__Given passage__

------

16 June 2019

Katy Moses

Managing Director at Kam Media

Tell us about what you do at KAM Media and how you come to set it up?

I set up KAM 5.5 years ago in 2014. We focus on the grocery and hospitality retail sectors because we have a real passion for and knowledge of those channels. I thought that there was a gap in the market for bespoke creative research, i.e. research that serves a purpose AND is delivered in a creative, informative way to excite and inspire the recipient. Research is only helpful if it’s actionable – I’ve seen so many companies spend money on insight only for it to sit in a desk drawer somewhere. We provide a service that doesn’t stop at delivery, but also ensures that the insight we provide has a purpose and becomes a strategic, integral part of business decision-making.

What are the biggest challenges impacting the on trade currently and how can licensees overcome them?

We all know that rising costs, business rates, employment costs and taxes, are a real and constant problem in hospitality, but so is competition. I’m always keen to point out to our clients that if you’re a gastro pub, your competition isn’t the other gastro pub nearby; it’s the Italian down the road, the new independent cinema with a cool bar/restaurant. It’s the experiential bar with an Escape Room up the top, it’s Deliveroo and Netflix. The only way to ensure that, as a hospitality business you are front of mind with your customers is to know them inside/out; to understand why they visit you, what purpose you serve, what occasion are they on, what do they want/not want from you, how can you improve your offering? Understanding your customer and your competition, upcoming trends and where you sit in a customer’s repertoire of social is essential.

What are your top three predictions for the future of the channel in 2019?

I believe that the cult of personalisation will continue to thrive. We want what we want, how we want it, when we want it. Customers are becoming more demanding and hospitality businesses need to be able to personalise the experience they offer, from the way they market to customers, through to the offer that they place in front of the customer, to the way that that offer is executed, it will continue to be about personalising the experience. 57% of customers state that it’s important that they can customise the food they order according to our report Ontrade Outlook, 2019.

Speaking of experience, I only see ‘experiential’ as an increasing trend. The days of the main mission to a pub/bar being “popping in for a quick drink” are over. That’s not to say customers won’t ever do that, but the majority, especially the younger generations want more from their social spend (77% of 18-24 year olds want their local pub to offer an experience that they can’t get at home). Operators who create an experience rather than a visit will continue to thrive.

And finally, we need to get better at creating social success without relying so heavily on alcohol. 39% of Generation Z are teetotal. Health and wellbeing are becoming more important to customers, so we need to start reacting to this behaviour.

What more can suppliers do to help support the channel?

Suppliers need to be able to support operators not just by having monetary offers available but through their knowledge of the channel and the customer. I think that there are many suppliers out there who don’t understand the pressures on operators and who think knocking a few pounds off a case will solve any issues. Operators need suppliers to understand them and their businesses and provide personalised support that leads to a partner-based relationship.

------

__Excerpted records__
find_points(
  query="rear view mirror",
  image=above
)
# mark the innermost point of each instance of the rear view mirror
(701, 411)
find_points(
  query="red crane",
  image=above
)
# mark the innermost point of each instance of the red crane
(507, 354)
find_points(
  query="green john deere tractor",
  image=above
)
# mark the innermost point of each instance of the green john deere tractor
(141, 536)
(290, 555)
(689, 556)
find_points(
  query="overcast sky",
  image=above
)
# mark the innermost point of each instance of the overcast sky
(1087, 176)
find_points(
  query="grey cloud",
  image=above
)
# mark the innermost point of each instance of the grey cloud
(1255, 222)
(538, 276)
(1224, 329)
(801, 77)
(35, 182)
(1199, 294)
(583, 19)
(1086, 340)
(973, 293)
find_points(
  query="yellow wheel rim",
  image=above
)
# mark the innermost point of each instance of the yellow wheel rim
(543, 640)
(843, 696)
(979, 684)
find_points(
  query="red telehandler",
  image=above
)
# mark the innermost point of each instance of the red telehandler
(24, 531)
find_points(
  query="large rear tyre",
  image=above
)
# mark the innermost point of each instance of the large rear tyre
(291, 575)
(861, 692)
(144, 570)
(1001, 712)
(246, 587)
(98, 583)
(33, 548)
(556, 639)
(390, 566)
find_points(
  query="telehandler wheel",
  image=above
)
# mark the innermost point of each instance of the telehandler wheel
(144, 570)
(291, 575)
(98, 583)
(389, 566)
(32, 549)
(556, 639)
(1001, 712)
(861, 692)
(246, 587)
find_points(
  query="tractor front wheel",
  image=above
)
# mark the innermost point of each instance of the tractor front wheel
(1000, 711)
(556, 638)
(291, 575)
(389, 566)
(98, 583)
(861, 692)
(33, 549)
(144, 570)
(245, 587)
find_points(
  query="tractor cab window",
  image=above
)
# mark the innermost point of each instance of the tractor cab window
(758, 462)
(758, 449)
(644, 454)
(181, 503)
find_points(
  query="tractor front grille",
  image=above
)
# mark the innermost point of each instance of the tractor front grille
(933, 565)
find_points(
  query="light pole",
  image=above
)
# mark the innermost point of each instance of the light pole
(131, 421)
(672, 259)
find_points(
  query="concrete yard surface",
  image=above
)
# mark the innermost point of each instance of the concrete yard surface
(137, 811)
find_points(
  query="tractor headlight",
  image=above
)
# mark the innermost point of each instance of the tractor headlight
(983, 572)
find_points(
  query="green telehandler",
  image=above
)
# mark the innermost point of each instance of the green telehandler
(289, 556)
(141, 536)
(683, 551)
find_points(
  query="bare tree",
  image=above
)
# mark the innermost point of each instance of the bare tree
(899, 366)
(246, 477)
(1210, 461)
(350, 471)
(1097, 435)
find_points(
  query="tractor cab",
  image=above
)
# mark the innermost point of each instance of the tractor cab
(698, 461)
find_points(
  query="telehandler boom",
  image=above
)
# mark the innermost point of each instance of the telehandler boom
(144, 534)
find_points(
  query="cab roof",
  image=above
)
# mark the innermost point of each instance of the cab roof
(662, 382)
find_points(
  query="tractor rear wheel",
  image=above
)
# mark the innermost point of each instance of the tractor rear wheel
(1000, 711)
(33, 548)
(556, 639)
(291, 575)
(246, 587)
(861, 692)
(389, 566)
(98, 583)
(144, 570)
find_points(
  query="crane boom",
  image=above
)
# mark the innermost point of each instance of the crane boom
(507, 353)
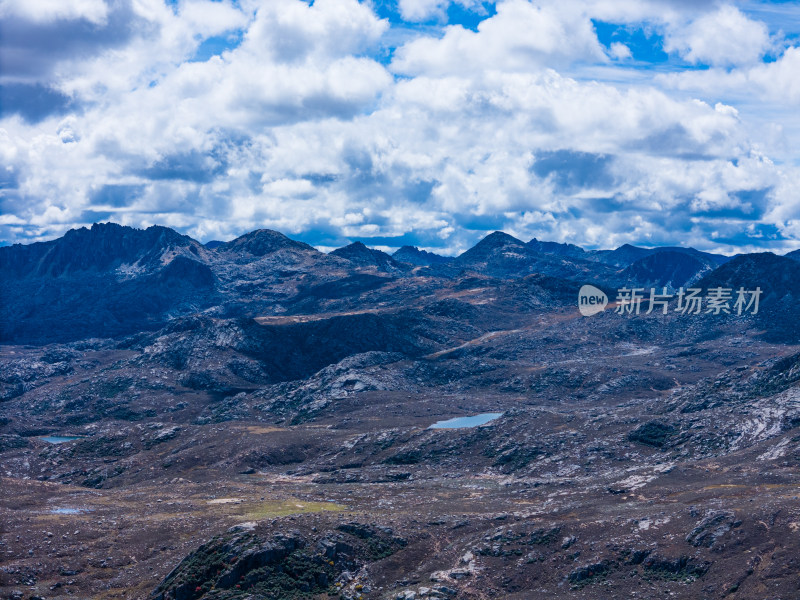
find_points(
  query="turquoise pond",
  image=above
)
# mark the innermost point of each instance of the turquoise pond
(460, 422)
(59, 439)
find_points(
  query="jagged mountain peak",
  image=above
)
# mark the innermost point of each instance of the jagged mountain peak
(262, 242)
(104, 246)
(361, 255)
(415, 256)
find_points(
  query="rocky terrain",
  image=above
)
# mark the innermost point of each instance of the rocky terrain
(252, 419)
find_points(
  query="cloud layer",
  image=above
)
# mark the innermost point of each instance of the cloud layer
(424, 122)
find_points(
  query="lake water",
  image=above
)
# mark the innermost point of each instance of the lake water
(459, 422)
(59, 439)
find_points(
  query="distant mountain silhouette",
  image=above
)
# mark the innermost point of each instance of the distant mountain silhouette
(358, 254)
(262, 242)
(667, 269)
(557, 248)
(415, 256)
(110, 280)
(627, 254)
(779, 280)
(103, 247)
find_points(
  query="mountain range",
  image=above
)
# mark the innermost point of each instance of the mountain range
(111, 280)
(259, 419)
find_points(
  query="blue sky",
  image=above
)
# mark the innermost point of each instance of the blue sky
(425, 122)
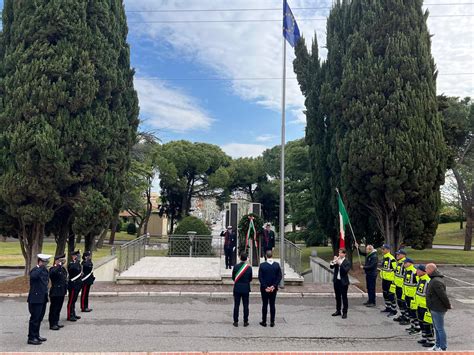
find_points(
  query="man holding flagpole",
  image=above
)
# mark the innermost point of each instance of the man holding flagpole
(291, 33)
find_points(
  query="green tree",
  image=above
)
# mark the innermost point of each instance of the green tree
(458, 125)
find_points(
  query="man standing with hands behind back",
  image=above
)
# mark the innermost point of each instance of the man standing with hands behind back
(341, 268)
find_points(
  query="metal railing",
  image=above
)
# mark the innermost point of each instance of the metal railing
(292, 254)
(131, 252)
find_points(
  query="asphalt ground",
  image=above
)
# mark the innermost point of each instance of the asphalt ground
(205, 324)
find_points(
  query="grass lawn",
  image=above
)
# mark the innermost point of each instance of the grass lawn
(10, 252)
(449, 234)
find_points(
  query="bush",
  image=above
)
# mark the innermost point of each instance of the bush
(131, 228)
(193, 224)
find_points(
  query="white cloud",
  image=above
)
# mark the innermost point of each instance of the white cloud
(168, 108)
(239, 150)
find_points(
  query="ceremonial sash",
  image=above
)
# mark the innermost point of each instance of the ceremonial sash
(241, 271)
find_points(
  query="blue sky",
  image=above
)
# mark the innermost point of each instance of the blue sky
(192, 77)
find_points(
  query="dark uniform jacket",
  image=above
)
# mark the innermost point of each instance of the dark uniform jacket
(38, 285)
(58, 276)
(74, 269)
(344, 269)
(229, 239)
(243, 283)
(371, 262)
(269, 274)
(87, 267)
(436, 296)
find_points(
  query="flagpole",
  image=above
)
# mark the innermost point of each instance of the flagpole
(282, 167)
(350, 226)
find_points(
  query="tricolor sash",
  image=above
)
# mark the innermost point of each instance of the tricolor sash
(241, 271)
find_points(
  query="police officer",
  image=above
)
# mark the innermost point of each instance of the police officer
(423, 314)
(37, 298)
(58, 276)
(87, 281)
(387, 274)
(74, 285)
(409, 289)
(400, 255)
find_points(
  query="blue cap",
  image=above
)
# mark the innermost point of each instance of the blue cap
(421, 267)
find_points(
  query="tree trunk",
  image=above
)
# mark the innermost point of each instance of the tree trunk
(113, 229)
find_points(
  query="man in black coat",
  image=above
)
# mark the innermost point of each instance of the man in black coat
(229, 246)
(370, 268)
(58, 276)
(242, 276)
(269, 275)
(37, 298)
(87, 281)
(341, 268)
(74, 285)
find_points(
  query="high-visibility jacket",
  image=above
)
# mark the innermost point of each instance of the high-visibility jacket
(399, 273)
(421, 290)
(410, 282)
(388, 267)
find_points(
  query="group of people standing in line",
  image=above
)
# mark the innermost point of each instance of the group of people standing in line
(413, 295)
(78, 278)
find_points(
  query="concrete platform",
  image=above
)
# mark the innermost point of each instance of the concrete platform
(184, 270)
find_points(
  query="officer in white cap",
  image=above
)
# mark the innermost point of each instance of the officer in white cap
(37, 298)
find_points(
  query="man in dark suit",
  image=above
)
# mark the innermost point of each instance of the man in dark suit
(58, 276)
(268, 239)
(242, 276)
(341, 268)
(87, 280)
(74, 285)
(269, 275)
(37, 299)
(370, 268)
(229, 246)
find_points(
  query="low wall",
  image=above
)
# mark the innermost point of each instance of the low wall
(106, 269)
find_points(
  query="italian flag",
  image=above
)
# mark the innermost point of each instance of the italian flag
(343, 222)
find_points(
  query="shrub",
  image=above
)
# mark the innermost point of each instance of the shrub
(131, 228)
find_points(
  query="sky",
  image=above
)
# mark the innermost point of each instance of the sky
(214, 76)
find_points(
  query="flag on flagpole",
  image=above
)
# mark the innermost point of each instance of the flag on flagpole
(343, 222)
(290, 28)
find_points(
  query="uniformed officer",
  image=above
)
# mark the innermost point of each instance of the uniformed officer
(37, 298)
(58, 276)
(387, 274)
(87, 280)
(400, 255)
(409, 290)
(423, 314)
(74, 285)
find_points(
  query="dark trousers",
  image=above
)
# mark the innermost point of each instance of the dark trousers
(268, 298)
(55, 309)
(371, 281)
(85, 296)
(37, 311)
(245, 301)
(71, 303)
(341, 296)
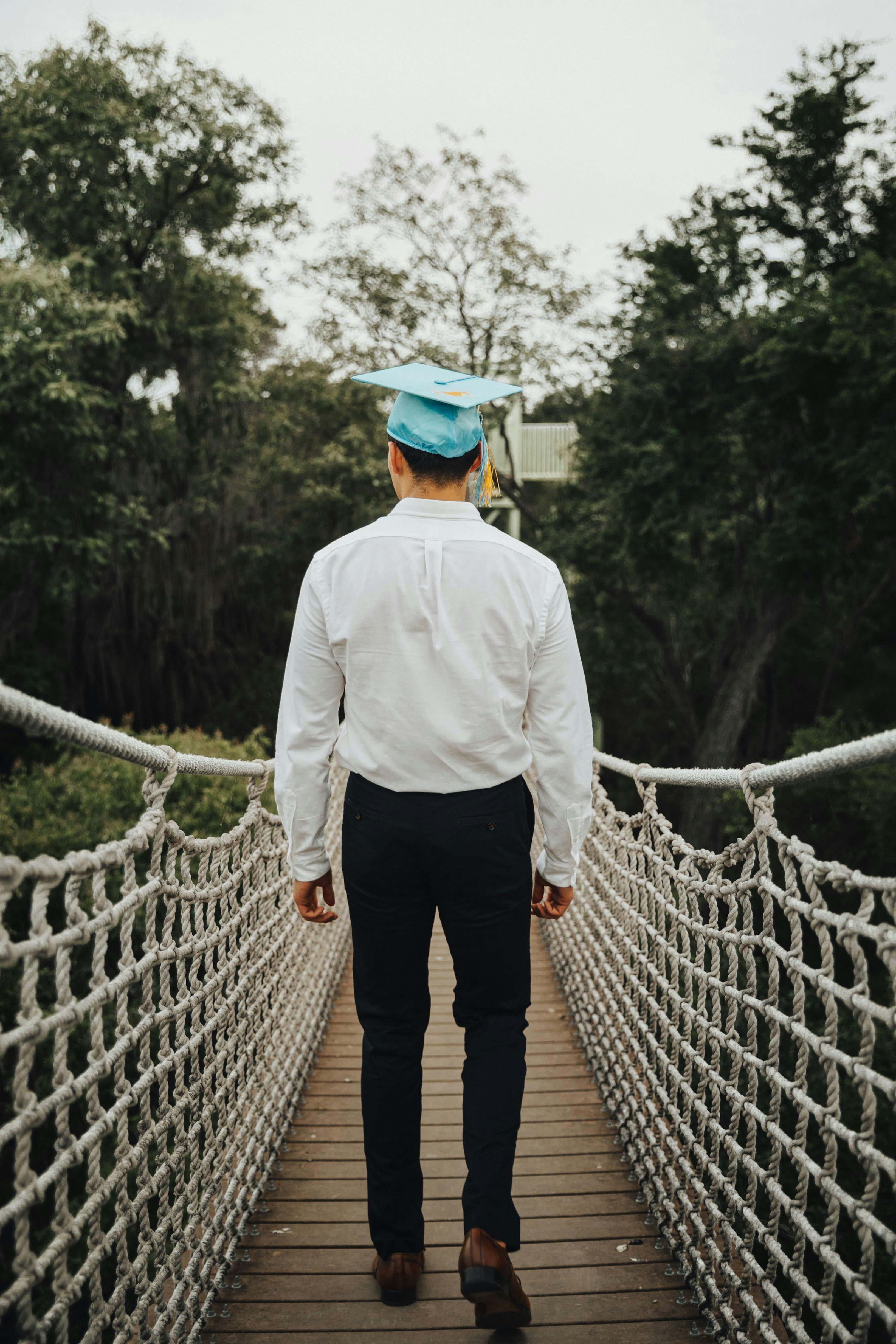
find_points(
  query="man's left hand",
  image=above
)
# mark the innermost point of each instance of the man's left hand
(305, 897)
(550, 901)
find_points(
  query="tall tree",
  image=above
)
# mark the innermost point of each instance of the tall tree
(134, 187)
(738, 472)
(433, 258)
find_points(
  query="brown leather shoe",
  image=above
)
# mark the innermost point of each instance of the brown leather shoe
(398, 1277)
(488, 1280)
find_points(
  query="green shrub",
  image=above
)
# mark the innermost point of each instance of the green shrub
(80, 799)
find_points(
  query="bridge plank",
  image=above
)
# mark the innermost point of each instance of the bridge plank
(656, 1332)
(589, 1261)
(561, 1310)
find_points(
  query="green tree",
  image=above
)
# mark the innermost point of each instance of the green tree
(738, 468)
(435, 260)
(148, 569)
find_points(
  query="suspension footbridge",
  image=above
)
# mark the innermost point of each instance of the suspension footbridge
(708, 1139)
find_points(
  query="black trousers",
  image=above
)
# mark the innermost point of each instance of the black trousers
(467, 855)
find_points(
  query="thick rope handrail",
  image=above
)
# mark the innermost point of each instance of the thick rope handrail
(739, 1014)
(49, 721)
(45, 719)
(847, 756)
(738, 1010)
(171, 1005)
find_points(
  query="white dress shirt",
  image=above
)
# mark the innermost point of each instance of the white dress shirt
(443, 632)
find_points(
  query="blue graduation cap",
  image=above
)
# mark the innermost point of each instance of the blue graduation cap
(437, 412)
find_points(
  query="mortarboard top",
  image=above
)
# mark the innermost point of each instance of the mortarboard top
(438, 385)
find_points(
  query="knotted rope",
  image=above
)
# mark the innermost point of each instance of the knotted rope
(739, 1014)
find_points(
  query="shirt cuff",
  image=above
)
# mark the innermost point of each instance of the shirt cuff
(309, 869)
(554, 876)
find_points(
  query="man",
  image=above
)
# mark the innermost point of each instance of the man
(443, 634)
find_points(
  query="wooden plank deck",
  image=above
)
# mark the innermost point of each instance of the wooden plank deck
(588, 1261)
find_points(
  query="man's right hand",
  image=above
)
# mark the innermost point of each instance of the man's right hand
(550, 901)
(305, 897)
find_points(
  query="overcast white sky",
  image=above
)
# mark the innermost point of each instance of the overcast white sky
(605, 107)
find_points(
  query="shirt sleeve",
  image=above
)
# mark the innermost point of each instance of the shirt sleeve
(307, 729)
(562, 741)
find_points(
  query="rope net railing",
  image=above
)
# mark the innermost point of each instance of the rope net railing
(162, 1013)
(738, 1013)
(160, 1018)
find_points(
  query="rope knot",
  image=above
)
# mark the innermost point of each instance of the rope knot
(762, 807)
(156, 789)
(258, 783)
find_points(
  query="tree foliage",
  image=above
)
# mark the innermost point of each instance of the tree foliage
(152, 553)
(435, 260)
(738, 469)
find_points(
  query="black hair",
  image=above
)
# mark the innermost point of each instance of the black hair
(433, 467)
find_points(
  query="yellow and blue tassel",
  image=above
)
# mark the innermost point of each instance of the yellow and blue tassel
(486, 483)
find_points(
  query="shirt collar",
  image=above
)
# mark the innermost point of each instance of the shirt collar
(457, 510)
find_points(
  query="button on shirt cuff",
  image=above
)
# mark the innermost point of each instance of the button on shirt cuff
(309, 870)
(555, 877)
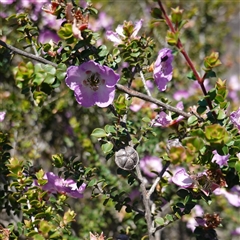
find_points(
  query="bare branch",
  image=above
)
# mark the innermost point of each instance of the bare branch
(28, 55)
(151, 99)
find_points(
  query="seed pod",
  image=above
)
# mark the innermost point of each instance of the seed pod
(127, 158)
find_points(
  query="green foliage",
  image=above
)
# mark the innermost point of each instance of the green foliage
(57, 134)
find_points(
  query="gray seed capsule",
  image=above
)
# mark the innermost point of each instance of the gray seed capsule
(127, 158)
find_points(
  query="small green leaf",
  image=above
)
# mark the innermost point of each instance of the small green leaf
(221, 114)
(92, 182)
(146, 120)
(193, 120)
(107, 147)
(159, 221)
(99, 133)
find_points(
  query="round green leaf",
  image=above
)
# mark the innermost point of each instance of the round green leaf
(107, 147)
(99, 133)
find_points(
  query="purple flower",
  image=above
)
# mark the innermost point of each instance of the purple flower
(165, 120)
(235, 118)
(149, 164)
(92, 83)
(182, 178)
(7, 1)
(219, 159)
(2, 116)
(234, 88)
(163, 70)
(118, 36)
(236, 232)
(56, 184)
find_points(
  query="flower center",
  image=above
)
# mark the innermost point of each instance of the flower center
(93, 80)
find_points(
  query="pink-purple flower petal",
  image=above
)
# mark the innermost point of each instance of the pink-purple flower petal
(235, 118)
(92, 84)
(163, 70)
(182, 178)
(221, 160)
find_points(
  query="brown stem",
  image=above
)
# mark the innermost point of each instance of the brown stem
(148, 215)
(151, 99)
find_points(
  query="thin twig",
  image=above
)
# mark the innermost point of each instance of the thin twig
(151, 190)
(118, 86)
(151, 99)
(28, 55)
(148, 215)
(179, 45)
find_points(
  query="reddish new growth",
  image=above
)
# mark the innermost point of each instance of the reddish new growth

------

__Assigned task 1__
List every percentage figure in the KAM Media interview, each with what it describes.
__Assigned task 2__
Repeat the stretch of the KAM Media interview from "Tell us about" through "of business decision-making.", word for word.

__Response 1__
- 57%: customers who state that it's important that they can customize the food they order (per the report Ontrade Outlook, 2019)
- 77%: 18-24 year olds who want their local pub to offer an experience that they can't get at home
- 39%: Generation Z who are teetotal

__Response 2__
Tell us about what you do at KAM Media and how you come to set it up?

I set up KAM 5.5 years ago in 2014. We focus on the grocery and hospitality retail sectors because we have a real passion for and knowledge of those channels. I thought that there was a gap in the market for bespoke creative research, i.e. research that serves a purpose AND is delivered in a creative, informative way to excite and inspire the recipient. Research is only helpful if it’s actionable – I’ve seen so many companies spend money on insight only for it to sit in a desk drawer somewhere. We provide a service that doesn’t stop at delivery, but also ensures that the insight we provide has a purpose and becomes a strategic, integral part of business decision-making.